FRAGMENTO PROPUESTO
'''

Rol de los docentes en la política educativa





¿La pedagogía es una ciencia? ¿Es una disciplina que reúne varias ciencias? ¿Es una tecnología que se basa en conocimientos socialmente reconocidos como válidos? ¿Se trata de conocimientos objetivos? O bien ¿es un “arte” que se basa en la intuición y  la experiencia de quienes la practican? No hay una sola respuesta para todas estas preguntas. Lo que sí sabemos es que es una práctica de un grupo definido de profesionales;  legitimado por la sociedad y reconocido por el Estado como competente para realizarla de modo sistemático y en un sistema formal que es la escuela.
Por lo tanto, podemos definirla, momentáneamente, como una práctica  realizada por  un grupo  específico -el magisterio- en una institución encargada de ciertas responsabilidades que tienen que ver con fines explicitados por una política de Estado, entre ellos la convivencia social  y el desarrollo personal de los ciudadanos y ciudadanas de un país. Este grupo social, por lo tanto, no desarrolla su “oficio”, su “profesión” de manera independiente. Su práctica es parte de un sistema de relaciones determinadas histórica y políticamente. Tiene objetivos sociales definidos en cuerpos legales, que se expresan en relaciones, procedimientos, jerarquías, reglamentos, métodos institucionalizados de evaluación y también en normas consuetudinarias.
Lo pedagógico, entendido en este sentido amplio como una práctica legitimada socialmente, reconocida por el Estado y sujeta a una serie de normas y procedimientos, no depende única y exclusivamente de la preparación de un grupo de profesionales o trabajadores. Tampoco sólo de un sistema estático de reglas y técnicas ni de saberes específicos. Tampoco de la experticia individual de quienes la practican.

'''

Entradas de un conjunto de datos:
'''

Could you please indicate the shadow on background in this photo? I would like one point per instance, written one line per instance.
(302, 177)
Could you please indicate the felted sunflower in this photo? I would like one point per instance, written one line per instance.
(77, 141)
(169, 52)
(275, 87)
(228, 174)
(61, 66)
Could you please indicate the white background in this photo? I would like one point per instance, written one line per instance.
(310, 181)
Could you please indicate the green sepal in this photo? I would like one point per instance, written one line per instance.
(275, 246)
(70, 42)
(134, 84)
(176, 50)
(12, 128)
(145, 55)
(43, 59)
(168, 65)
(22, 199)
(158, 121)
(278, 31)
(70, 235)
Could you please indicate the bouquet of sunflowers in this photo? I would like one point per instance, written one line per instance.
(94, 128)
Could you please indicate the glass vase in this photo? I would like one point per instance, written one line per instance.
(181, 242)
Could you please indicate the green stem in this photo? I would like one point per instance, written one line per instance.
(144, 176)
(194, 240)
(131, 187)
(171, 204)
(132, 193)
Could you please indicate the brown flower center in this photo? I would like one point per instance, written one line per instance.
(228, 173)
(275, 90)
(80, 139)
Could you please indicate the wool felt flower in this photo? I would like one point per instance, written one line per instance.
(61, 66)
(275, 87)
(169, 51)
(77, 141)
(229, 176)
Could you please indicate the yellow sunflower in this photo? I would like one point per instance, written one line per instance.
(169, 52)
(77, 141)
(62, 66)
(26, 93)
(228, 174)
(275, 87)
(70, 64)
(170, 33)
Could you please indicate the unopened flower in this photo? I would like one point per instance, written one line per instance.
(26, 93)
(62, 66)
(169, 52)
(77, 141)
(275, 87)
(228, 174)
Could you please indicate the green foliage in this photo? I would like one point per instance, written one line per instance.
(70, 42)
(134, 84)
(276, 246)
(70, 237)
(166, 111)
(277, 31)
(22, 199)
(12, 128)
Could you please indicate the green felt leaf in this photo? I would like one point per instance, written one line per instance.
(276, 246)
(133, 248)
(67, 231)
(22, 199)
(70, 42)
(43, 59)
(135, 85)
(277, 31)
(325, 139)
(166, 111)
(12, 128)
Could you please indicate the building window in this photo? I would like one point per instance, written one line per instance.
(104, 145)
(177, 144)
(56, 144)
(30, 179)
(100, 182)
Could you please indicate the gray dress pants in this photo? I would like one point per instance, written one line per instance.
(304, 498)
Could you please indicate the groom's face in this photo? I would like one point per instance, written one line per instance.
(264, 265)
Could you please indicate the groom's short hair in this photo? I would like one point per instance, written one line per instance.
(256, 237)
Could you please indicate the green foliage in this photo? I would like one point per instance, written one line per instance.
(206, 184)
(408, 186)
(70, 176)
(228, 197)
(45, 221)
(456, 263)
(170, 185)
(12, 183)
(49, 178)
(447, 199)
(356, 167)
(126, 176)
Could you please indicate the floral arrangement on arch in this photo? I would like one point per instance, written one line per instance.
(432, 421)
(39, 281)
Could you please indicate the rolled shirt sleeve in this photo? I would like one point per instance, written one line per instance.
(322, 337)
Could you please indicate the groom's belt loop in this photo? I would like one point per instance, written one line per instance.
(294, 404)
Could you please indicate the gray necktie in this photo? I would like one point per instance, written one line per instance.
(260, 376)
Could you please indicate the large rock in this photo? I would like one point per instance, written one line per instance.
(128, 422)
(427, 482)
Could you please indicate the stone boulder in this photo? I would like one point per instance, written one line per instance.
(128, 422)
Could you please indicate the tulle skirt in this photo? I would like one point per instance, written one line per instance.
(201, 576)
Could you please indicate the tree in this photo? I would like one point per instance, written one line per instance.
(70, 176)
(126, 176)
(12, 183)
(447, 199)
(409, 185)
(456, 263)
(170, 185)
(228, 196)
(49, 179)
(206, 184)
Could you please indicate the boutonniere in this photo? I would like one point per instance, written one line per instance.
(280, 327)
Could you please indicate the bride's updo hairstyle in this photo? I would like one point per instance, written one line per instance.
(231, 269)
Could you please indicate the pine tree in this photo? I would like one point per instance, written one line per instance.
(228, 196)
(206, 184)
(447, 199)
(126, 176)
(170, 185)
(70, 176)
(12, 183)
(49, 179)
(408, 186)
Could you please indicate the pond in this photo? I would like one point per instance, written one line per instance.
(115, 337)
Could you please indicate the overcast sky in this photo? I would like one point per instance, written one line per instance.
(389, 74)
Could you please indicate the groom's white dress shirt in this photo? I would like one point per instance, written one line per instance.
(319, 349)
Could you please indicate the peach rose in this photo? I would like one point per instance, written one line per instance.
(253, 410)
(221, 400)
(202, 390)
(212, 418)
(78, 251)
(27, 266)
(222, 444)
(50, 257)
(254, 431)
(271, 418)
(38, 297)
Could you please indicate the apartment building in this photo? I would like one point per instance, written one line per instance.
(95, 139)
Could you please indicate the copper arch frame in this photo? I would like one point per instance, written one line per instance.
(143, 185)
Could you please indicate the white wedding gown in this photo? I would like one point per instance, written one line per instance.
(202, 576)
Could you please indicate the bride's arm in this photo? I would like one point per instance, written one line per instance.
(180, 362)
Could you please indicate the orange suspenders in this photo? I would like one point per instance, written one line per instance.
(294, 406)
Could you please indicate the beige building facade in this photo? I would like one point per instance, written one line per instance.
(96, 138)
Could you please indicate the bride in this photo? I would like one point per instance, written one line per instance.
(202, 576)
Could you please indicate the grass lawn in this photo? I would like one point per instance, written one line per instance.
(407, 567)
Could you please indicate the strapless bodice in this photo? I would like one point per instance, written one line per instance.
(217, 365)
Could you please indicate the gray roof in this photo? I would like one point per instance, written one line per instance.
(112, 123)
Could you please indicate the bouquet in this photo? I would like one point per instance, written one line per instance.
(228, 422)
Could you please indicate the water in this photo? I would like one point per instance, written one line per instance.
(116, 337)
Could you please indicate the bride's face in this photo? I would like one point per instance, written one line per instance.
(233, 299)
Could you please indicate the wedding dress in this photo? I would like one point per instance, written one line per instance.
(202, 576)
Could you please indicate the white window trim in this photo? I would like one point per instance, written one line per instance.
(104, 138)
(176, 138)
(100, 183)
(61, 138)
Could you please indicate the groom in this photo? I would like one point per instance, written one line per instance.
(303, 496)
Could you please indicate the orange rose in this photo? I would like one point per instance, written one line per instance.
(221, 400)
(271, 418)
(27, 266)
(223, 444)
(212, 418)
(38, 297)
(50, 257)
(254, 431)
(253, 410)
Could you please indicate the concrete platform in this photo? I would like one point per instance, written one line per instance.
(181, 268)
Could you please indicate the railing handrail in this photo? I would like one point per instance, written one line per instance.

'''

CONSIGNAS
A - Responda estas preguntas con base en el texto sobre la pedagogía:
(i) ¿Qué institución se menciona como el sistema formal en el que se realiza esa práctica?
(ii) ¿Cómo se llama el grupo específico que la lleva a cabo?
(iii) ¿Qué dos fines de la política de Estado se citan?
B - Complete la parte siguiente del texto sobre la pedagogía a partir de su última oración.

RESPUESTAS POR CONSIGNA
A -
(i) La escuela.
(ii) El magisterio.
(iii) La convivencia social y el desarrollo personal de los ciudadanos y ciudadanas de un país.

B -
Por lo demás, el profesor o profesora no es un trabajador que pueda separar fácilmente sus condiciones laborales, de su propia persona –su cuerpo y su intelecto (que es su instrumento de trabajo, su herramienta)– y de la responsabilidad que la sociedad le asigna –la transmisión/producción/resignificación de la cultura-. Sus condiciones de trabajo no son tampoco solamente una manera de garantizar su subsistencia –salario, descanso, previsión-, sino que forman parte de las condiciones de su ejercicio profesional y del desarrollo de las responsabilidades que le han sido asignadas por la sociedad y el Estado.
Por otra parte, tampoco  sus derechos y obligaciones laborales así como profesionales, se pueden separar con facilidad –por razones obvias– de las relaciones que establece en varios niveles: el primero, con la comunidad educativa (que también es parte importante de sus medios -el cuerpo docente, asistentes de la educación, los directivos y alumnos, padres y apoderados-); la que establece con los responsables políticos del sistema escolar a través de departamentos y corporaciones de educación municipal y el Ministerio de Educación; también  con los empresarios  de la educación subvencionada por el Estado; y por medio de éste, la que establece con la sociedad en su conjunto.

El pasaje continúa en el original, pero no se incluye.